Unlocking the 10X Professional



Two developers with the same resume and pedigree can have as much as a 10X difference in productivity. Their cost is the same but their value is radically different.

I learned this first hand during my five years in Silicon Valley working in venture-backed start-ups. When developers are the critical path to get a product to market and to profitability, a 10X developer is exponentially more valuable but also extremely rare. The more common opportunity was to hire a 6X over a 4X - still a major difference.

Zelidrag Hornung (pictured below) is one of these super stars. He would in one day do what other developers on the team would take two weeks to complete. It also took him a fraction of the time to brief up front saving me time. He got what we were trying to do quickly and then jumped into action.

After working in start-up companies for over five years, I started the Taproot Foundation to leverage the millions of business, design and engineering professionals in the country to help nonprofits scale. We worked with amazing professionals from around the nation and at varying levels of experience and backgrounds.

What I came to realize was that this phenomenon wasn't isolated to technology and developers. There are 10X designers, MBAs and human resources managers. It is easier to spot in developers but they exist in every profession.

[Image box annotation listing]
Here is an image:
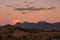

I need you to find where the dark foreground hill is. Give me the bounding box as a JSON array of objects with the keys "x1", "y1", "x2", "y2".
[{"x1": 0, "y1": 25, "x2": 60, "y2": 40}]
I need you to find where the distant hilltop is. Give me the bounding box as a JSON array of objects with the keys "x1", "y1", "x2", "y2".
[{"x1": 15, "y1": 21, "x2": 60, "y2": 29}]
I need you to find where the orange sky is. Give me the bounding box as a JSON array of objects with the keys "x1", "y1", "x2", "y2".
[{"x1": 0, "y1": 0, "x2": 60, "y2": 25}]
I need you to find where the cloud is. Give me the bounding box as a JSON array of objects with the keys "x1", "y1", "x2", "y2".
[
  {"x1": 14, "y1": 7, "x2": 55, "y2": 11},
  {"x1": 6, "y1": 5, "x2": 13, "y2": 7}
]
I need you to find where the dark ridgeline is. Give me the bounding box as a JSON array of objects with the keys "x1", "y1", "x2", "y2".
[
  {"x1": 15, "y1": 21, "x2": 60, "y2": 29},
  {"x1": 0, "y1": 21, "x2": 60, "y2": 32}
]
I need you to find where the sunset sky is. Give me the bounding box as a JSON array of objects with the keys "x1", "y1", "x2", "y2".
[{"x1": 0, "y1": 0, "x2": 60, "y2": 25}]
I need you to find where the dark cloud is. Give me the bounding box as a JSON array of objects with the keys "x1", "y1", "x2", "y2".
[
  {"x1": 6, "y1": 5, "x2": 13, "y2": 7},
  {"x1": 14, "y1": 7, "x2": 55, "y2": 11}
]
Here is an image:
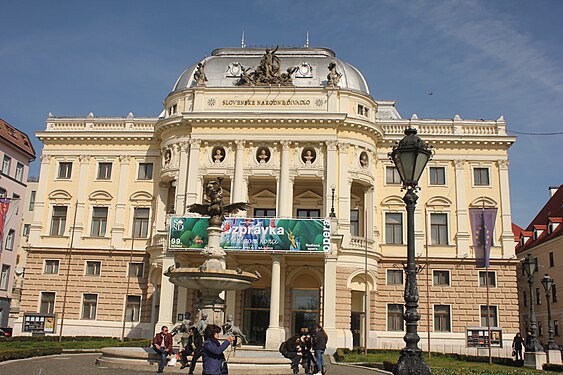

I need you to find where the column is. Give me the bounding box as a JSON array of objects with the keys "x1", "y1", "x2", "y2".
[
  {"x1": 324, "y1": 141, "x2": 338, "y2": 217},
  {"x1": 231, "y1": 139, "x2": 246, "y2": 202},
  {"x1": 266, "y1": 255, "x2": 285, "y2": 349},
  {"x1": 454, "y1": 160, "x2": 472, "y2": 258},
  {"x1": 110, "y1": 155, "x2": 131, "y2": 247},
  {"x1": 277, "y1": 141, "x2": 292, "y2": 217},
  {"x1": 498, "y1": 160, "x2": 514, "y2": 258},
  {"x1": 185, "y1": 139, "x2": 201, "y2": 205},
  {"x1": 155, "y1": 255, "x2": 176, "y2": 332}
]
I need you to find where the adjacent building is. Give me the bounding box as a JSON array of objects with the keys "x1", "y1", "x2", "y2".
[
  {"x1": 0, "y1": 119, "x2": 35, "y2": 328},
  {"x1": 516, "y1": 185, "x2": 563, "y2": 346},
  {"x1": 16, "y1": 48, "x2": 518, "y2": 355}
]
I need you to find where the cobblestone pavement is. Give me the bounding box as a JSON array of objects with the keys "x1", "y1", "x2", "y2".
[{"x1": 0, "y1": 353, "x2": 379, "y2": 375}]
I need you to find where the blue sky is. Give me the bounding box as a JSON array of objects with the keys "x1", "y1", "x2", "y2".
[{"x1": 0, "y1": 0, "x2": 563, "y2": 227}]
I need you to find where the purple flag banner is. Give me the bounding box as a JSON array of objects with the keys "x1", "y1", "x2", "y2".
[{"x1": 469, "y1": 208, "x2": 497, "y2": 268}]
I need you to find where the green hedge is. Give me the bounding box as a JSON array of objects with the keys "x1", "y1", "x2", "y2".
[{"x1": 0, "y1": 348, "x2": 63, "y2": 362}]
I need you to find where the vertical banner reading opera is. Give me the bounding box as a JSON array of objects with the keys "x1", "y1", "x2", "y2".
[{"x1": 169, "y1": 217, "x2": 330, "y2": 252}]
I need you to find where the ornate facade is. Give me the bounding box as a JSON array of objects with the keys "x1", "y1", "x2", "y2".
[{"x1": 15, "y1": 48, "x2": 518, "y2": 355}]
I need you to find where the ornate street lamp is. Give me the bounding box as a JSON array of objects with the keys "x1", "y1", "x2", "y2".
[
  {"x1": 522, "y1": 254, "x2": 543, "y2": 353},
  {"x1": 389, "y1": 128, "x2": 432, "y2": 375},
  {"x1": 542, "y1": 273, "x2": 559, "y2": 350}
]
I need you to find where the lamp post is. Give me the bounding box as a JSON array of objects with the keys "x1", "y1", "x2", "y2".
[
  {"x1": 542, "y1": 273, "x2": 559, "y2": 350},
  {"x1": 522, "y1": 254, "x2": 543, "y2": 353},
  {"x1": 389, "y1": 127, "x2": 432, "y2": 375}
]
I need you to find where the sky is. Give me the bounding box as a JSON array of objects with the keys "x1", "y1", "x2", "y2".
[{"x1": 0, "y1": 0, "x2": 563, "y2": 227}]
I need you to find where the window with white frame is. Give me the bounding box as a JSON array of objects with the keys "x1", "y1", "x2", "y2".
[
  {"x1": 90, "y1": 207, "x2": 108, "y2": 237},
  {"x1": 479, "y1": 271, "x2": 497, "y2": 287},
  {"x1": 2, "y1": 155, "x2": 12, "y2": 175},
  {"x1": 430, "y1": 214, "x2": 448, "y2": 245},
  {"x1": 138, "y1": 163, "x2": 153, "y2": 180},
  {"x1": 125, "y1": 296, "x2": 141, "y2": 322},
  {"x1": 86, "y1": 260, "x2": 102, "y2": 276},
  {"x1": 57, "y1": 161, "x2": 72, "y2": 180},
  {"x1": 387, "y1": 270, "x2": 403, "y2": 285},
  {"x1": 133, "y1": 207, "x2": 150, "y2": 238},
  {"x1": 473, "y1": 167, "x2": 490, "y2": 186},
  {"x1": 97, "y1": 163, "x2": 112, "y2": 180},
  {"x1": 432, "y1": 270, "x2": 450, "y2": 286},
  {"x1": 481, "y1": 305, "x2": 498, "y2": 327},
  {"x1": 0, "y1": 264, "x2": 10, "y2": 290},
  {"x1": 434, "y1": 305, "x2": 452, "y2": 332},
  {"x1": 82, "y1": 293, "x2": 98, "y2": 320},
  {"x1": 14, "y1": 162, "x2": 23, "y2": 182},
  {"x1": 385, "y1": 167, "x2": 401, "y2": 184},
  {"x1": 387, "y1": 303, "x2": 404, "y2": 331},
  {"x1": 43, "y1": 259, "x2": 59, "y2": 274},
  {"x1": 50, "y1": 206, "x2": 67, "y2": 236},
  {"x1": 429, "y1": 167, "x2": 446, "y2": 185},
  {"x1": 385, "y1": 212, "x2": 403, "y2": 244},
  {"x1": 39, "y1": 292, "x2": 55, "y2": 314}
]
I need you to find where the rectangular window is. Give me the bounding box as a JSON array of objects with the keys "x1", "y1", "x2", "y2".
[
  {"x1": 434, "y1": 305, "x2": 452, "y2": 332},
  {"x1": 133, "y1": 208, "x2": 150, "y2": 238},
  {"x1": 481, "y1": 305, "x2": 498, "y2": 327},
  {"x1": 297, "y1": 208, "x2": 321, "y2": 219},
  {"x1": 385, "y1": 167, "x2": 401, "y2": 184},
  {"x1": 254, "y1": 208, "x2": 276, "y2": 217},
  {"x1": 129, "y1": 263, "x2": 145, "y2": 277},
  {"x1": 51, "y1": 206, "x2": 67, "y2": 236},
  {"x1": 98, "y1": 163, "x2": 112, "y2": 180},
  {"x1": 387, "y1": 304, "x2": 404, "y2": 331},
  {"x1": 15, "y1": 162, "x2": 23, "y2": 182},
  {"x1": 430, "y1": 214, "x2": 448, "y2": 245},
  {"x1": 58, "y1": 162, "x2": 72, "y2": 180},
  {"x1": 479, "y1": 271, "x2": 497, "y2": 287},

# Given instruction:
Quote the 10X professional piece from "Unlocking the 10X" to "jumped into action.". Work from the 10X professional piece alone, not from the listing.

# In response:
Unlocking the 10X Professional



Two developers with the same resume and pedigree can have as much as a 10X difference in productivity. Their cost is the same but their value is radically different.

I learned this first hand during my five years in Silicon Valley working in venture-backed start-ups. When developers are the critical path to get a product to market and to profitability, a 10X developer is exponentially more valuable but also extremely rare. The more common opportunity was to hire a 6X over a 4X - still a major difference.

Zelidrag Hornung (pictured below) is one of these super stars. He would in one day do what other developers on the team would take two weeks to complete. It also took him a fraction of the time to brief up front saving me time. He got what we were trying to do quickly and then jumped into action.